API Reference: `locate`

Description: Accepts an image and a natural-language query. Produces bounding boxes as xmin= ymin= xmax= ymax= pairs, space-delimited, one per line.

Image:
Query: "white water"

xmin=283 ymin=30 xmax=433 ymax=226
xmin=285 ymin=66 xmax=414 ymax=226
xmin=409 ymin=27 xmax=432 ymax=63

....

### [What to work on]
The task requires an exact copy of all the lines above.

### [Output of the exercise]
API Reference: `locate`

Description: Accepts an image and a natural-language query. Produces bounding boxes as xmin= ymin= xmax= ymax= pairs, space-delimited, one per line.

Image:
Query: "white water"

xmin=283 ymin=30 xmax=433 ymax=226
xmin=285 ymin=66 xmax=414 ymax=226
xmin=409 ymin=27 xmax=432 ymax=63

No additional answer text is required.